▶ PROBLEM STATEMENT
Write out the entries below once more, exactly, with the pictures left out.

*** DATA FOR THIS EXERCISE ***

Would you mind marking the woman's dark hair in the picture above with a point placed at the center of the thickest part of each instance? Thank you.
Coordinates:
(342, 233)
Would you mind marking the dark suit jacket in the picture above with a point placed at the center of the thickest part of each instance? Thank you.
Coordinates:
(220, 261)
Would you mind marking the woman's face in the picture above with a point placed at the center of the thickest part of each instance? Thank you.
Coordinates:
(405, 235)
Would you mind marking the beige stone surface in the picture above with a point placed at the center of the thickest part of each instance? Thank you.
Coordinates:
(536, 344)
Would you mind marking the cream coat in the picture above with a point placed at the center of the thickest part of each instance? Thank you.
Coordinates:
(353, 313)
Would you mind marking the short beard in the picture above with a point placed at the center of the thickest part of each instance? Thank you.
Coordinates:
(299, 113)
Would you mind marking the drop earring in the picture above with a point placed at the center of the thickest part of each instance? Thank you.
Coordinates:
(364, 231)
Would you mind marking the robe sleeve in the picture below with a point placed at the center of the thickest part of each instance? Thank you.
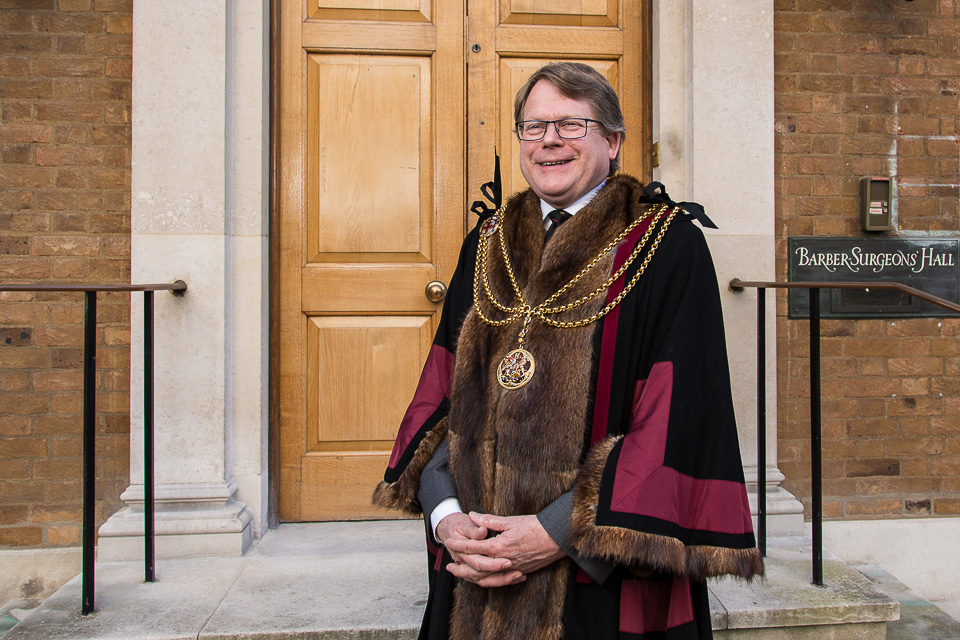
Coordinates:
(662, 487)
(424, 425)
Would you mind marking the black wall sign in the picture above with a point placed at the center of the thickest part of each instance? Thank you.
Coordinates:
(929, 264)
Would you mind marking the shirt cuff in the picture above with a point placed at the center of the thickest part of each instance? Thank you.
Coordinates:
(442, 510)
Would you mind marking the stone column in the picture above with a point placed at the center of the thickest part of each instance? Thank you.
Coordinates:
(714, 119)
(199, 211)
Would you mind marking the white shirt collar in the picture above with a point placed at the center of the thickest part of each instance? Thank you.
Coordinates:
(573, 208)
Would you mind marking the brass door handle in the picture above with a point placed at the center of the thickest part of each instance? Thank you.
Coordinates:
(436, 291)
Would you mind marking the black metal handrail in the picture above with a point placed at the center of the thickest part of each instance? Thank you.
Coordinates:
(816, 462)
(87, 570)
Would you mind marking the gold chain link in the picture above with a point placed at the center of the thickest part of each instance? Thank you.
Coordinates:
(542, 310)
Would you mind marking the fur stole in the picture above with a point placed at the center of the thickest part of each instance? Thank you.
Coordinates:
(512, 452)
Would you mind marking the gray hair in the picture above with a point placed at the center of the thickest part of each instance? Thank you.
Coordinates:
(579, 81)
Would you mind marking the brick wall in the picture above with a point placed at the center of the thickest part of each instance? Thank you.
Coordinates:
(64, 217)
(870, 87)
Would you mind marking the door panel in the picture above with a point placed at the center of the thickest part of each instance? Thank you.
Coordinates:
(378, 99)
(371, 109)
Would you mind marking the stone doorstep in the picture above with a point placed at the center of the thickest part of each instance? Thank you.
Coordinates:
(786, 600)
(368, 580)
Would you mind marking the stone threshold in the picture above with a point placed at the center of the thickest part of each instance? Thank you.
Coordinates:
(367, 580)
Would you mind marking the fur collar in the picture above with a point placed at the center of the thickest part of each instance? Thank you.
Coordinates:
(514, 452)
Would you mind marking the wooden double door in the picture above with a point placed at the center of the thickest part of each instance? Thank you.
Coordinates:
(389, 114)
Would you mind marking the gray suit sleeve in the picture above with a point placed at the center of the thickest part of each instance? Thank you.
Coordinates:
(436, 483)
(555, 518)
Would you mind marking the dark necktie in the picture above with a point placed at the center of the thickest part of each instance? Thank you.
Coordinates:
(556, 217)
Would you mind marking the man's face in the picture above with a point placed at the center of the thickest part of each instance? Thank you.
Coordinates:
(558, 170)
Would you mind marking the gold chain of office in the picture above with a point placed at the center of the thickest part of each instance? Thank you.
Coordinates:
(517, 367)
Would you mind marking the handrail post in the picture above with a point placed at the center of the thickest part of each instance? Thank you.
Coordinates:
(761, 422)
(148, 457)
(816, 463)
(89, 450)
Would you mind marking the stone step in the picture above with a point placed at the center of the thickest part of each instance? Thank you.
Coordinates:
(367, 581)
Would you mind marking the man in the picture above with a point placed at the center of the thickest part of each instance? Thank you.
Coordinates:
(572, 443)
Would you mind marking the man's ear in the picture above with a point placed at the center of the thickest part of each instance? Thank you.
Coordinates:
(614, 140)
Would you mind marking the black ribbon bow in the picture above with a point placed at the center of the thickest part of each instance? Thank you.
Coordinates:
(493, 191)
(656, 193)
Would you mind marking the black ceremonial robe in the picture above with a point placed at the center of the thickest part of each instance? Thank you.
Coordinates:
(631, 413)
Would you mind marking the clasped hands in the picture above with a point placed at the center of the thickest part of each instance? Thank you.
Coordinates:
(521, 547)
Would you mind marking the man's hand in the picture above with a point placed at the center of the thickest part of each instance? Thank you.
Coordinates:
(522, 542)
(486, 572)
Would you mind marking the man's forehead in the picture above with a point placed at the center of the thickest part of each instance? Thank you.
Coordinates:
(545, 99)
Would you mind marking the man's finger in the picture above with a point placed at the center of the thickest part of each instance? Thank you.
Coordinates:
(502, 579)
(497, 523)
(489, 547)
(484, 564)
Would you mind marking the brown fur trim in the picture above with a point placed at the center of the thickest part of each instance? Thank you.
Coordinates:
(710, 562)
(641, 551)
(531, 610)
(402, 494)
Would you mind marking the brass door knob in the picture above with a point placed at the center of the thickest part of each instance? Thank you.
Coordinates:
(436, 291)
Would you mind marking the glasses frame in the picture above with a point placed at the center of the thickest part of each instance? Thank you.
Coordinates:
(556, 127)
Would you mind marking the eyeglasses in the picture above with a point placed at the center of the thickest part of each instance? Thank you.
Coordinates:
(567, 128)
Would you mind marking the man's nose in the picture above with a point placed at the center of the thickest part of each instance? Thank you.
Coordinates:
(551, 136)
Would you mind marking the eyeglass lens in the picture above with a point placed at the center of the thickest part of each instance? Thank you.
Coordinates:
(529, 130)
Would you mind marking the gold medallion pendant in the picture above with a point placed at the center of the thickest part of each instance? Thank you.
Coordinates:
(489, 226)
(516, 369)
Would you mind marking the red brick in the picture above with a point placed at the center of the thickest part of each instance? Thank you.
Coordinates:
(70, 66)
(945, 466)
(946, 506)
(911, 46)
(877, 507)
(58, 469)
(872, 427)
(65, 245)
(22, 447)
(69, 112)
(63, 536)
(20, 536)
(915, 366)
(61, 22)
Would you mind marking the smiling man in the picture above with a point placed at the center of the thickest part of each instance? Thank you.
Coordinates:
(572, 443)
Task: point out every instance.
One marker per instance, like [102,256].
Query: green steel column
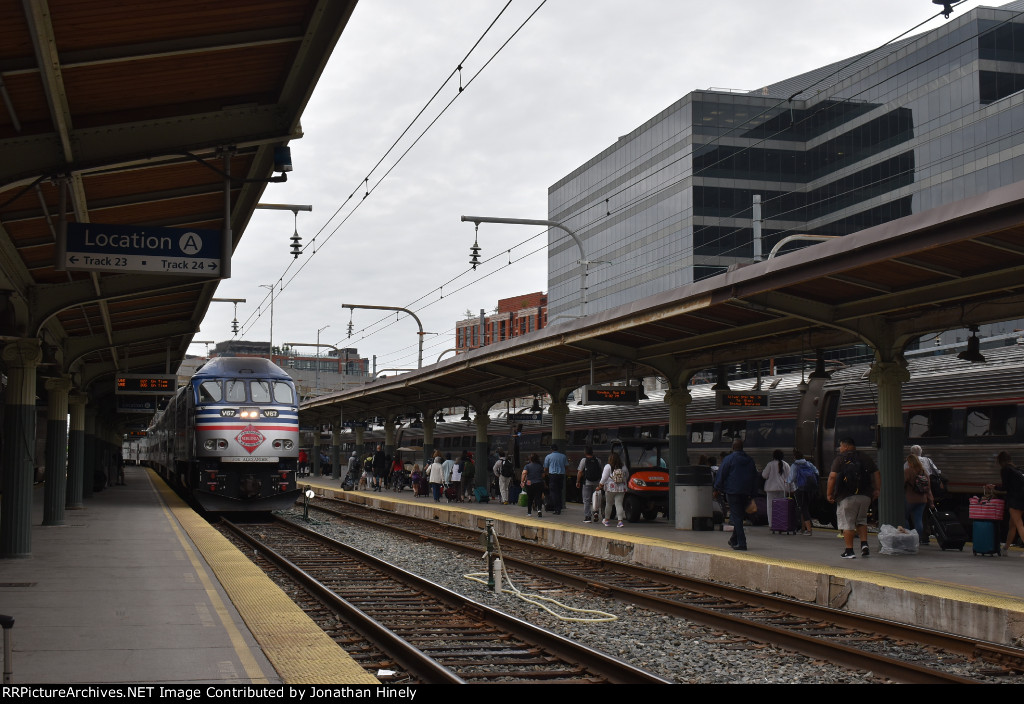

***

▶ EXPECTED ANSWER
Would you mind marking the woman's dark hair in the picture above with a point placed at the center of the thickest part of each instance? Thank you.
Coordinates:
(342, 233)
Would you mind marking the dark suit jacket in the picture above with a point placed at the center of the thickest part of each instance? Thank you.
Coordinates:
(220, 261)
Would you mind marking the woman's face in the picture above with a point placed at the center of the thickest part of each instance? Thank you.
Coordinates:
(405, 235)
Would you mind marking the beige stone surface in the picture above with a point placed at the center of the thickest part of each instance? Thank you.
Coordinates:
(536, 344)
Would you mind marking the cream coat in the picture above with a point placed at the center of the thickest part of each instance? Thank you.
Coordinates:
(353, 313)
Would you mind marking the short beard in the picture above with a point placed at the center of the thickest part of each instance? Thank you.
Coordinates:
(299, 113)
Would you mind marking the drop earring in the picture above with a point placed at the center of the thickest part of each instance? Thank you.
Coordinates:
(364, 231)
Would you mind marking the robe sleeve in the picture below with a point placed at the center of the thickest part of each instance? Thank you.
Coordinates:
(662, 487)
(424, 425)
Would you mind marking the black wall sign in the picture above with a point placed at the center of the thickest part of each instance? Thank you.
Coordinates:
(929, 264)
Would you mind marking the shirt cuff in the picture above with a point placed at the center of the thickest part of each instance? Thank you.
Coordinates:
(442, 510)
Would you mind marking the stone column in the picture above with a point placed at the center of the thickest part of each instance? Thank you.
Coordinates:
(714, 119)
(199, 211)
Would you mind marking the white shirt collar in the picture above with a point placed at the center of the thickest part of each instance? Thank you.
Coordinates:
(573, 208)
Would you mind marking the brass door handle in the picture above with a point placed at the center of the thickest part of each instance? Thank you.
Coordinates:
(436, 291)
Would you mind marking the black metal handrail in the picture above with a point placed at the center of the thickest part of each instance? Thank you.
Coordinates:
(816, 462)
(87, 570)
Would you mind marking the gold chain link in the picture above with a point placed at the center of the thickest part of each instance? Thank you.
Coordinates:
(542, 310)
Would you mind marking the fur stole in the picture above with a point placed at the center of the thickest part of each instance? Thank you.
Coordinates:
(512, 452)
Would you mind marking the gray hair in the picture above with a point placed at the center of the thickest part of each instance? Thank you.
Coordinates:
(579, 81)
Would you mind marking the brick wall in the picture above with a point placed at the center of the thickest part of each instance? Thank you.
Coordinates:
(64, 217)
(870, 87)
Would you mind marking the door panel in the picture above with a point placed at the center of the thickest part of each instance? Thank you.
Coordinates:
(378, 99)
(371, 109)
Would you mind marking the stone doorstep in the picture above with a point placed at the center of the thickest part of each instance? Thank you.
Coordinates:
(786, 600)
(368, 580)
Would you mind marking the stone threshold in the picture above with a point placed at the center of the thickest part of each instance? Thank you.
Coordinates:
(367, 580)
Would you mind marking the fur collar in the picture above with a point placed at the center of the thickest part of each instance? Thank you.
Coordinates:
(514, 452)
Would you mind marking the wooden double door in the picture above with a point placed at the center of the thickest part of each instance? Thank you.
Coordinates:
(389, 114)
Would you mind marking the gray suit sleeve in the picture above with a point placed at the center of the thickest part of each instance? Thank you.
Coordinates:
(436, 483)
(555, 518)
Would you mind marking the dark necktie in the picture above with a point placed at the center of the thickest part of each instance? Thank you.
Coordinates:
(556, 217)
Would you mind marking the man's face in the picture above with a point placed at the center of the thickest part of each instance? Thank you.
Coordinates:
(558, 170)
Would you mind marking the gold chain of office in the picture above with a point placed at the center of the thickest part of each instance? Thank you.
Coordinates:
(517, 367)
Would you mind marking the handrail post in the picture above with a point placed at the center of the thickest part of each instance? Thank you.
Coordinates:
(761, 422)
(148, 457)
(816, 463)
(89, 450)
Would you mind marking the stone step in the picture above with a point placed at the center of the thickest part of each instance? Thank you.
Coordinates:
(367, 581)
Would you mind marking the man in the picture above with a point placed at the center of the thickest part of each instance? Thank you.
Coordinates:
(572, 443)
Would you mind marking the man's ear in the picture above with a point placed at the center of the thickest part of each instance? Thank you.
Coordinates:
(614, 140)
Would you mind marking the black ribbon bow in the picture above with a point placed at the center of the thickest part of each instance? Thank you.
Coordinates:
(493, 191)
(656, 193)
Would you mind marking the black ceremonial robe in the picture above with a point placed at the center of the thickest part of each instance? Thank you.
Coordinates:
(631, 413)
Would you mind marking the clasped hands in the picture above with a point placed at the center of the thickest part of each instance? Thank you.
Coordinates:
(521, 547)
Would you mind marking the man's hand in the picture above with a point placed at the center of the thickest part of each instance? Thank you.
Coordinates:
(522, 542)
(486, 572)
Would you mind marking the man's forehead in the picture above with a point placed at the center of the thickest part of each instance? Thank you.
Coordinates:
(545, 99)
Would you mind marking the man's finger in the picture above with a point placed at the center of the thickest part of each instance? Thank you.
Coordinates:
(502, 579)
(497, 523)
(489, 547)
(484, 564)
Would you mind marking the brown fur trim in the picture above with a point placed at the center of the thickest part of each instance? Thank you.
Coordinates:
(710, 562)
(641, 551)
(531, 610)
(402, 494)
Would you mind marking the brass door knob in the picture above with a point placed at the center of the thickest part of each instance? Thank you.
Coordinates:
(436, 291)
Would you mind marking the glasses frame in the picture above with a point placed at the center of the thickest part of each instance? Thank you.
Coordinates:
(556, 127)
Would you mind marking the eyeglasses in the picture above with a point placed at the center of the thickest part of each instance? Thank you.
Coordinates:
(567, 128)
Would you mind marking the man's nose in the picture above with a point placed at the center of the thickest part of each instance? Thank you.
Coordinates:
(551, 136)
Would you mind marking the eyeglass lens in the picture above with a point placed at the center of the thickest part of each instance? Thank you.
Coordinates:
(529, 130)
Would you mind marking the gold medallion pendant in the picture above with a point placed at the center of the thickest part of each instance? Thank you.
Coordinates:
(489, 226)
(516, 369)
Would you mind marking the red brick in the picture above with a point placed at the center of the thickest part of each instance? Thank you.
Coordinates:
(70, 66)
(945, 466)
(946, 506)
(911, 46)
(877, 507)
(58, 469)
(872, 427)
(65, 245)
(22, 447)
(69, 112)
(63, 536)
(20, 536)
(915, 366)
(61, 22)
Would you mind marking the smiling man in the picture above with a point placed at the center of the thickest part of each instance? Thank you.
Coordinates:
(572, 443)
Task: point out every instance.
One marker per instance, like [102,256].
Query: green steel column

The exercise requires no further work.